→ **Document**
★ ★ ★ ★ ★ ★ ★

- Kanwar in 1998
- Born: 28 June 1961 India
- Died: 3 February 2012 (aged 50) Singapore
- Occupations: Director, producer and screenwriter
- Spouse: Anita Kanwar
- Children: Karan Raj Kanwar Abhay Raj Kanwar
- Relatives: K. Pappu (brother)

= Raj Kanwar =

Indian filmmaker (1961–2012)

Raj Kanwar (28 June 1961 – 3 February 2012) was an Indian film director, writer, and producer of Hindi films based in Mumbai, India. He is known for directing Deewana (1992), Jeet (1996) and Farz (2001).

==Family and personal life==
He was educated at Col. Brown Cambridge School in Dehradun.

He has two sons (with his wife Anita Kanwar), Karan Raj Kanwar and Abhay Kanwar, who have worked as film directors and producers. Filmmaker K. Pappu is his elder brother.

★ ★ ★ ★ ★ ★ ★

Records in a dataset:
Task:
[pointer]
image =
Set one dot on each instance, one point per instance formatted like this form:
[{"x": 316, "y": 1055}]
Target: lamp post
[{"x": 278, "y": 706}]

★ ★ ★ ★ ★ ★ ★

→ **Work instructions**
**1.** Resize the dataset listing above by writing out every line again, requests included. Multiply each x and y coordinate in the answers by 0.25 and round to whole numbers, rounding halves up.
**2.** Continue the article on Raj Kanwar from the point where it ends.

→ **Solved tasks**
**1.**
Task:
[pointer]
image =
Set one dot on each instance, one point per instance formatted like this form:
[{"x": 316, "y": 1055}]
Target: lamp post
[{"x": 70, "y": 177}]

**2.**
On 3 February 2012, he died in Singapore due to a kidney ailment.

==Career==
Kanwar began his career directing plays in Delhi. He then moved to Mumbai, where he worked as an assistant to directors like Shekhar Kapur and Raj Kumar Santoshi. His directorial debut was Deewana. Released in 1992, the film was a box office Blockbuster and marked the screen debut of Shahrukh Khan. He directed several other box office hits like Laadla (1994), Jaan (1996), Jeet (1996), Judaai (1997), Daag: The Fire (1999) and Badal (2000). Kanwar discovered actors like Lara Dutta and Priyanka Chopra, whom he cast in his film Andaaz in 2003. His last film was Sadiyaan (2010). Anurag Singh was a Chief Assistant with him for most of the films. Most of the lead characters in his films are named Karan and Kajal.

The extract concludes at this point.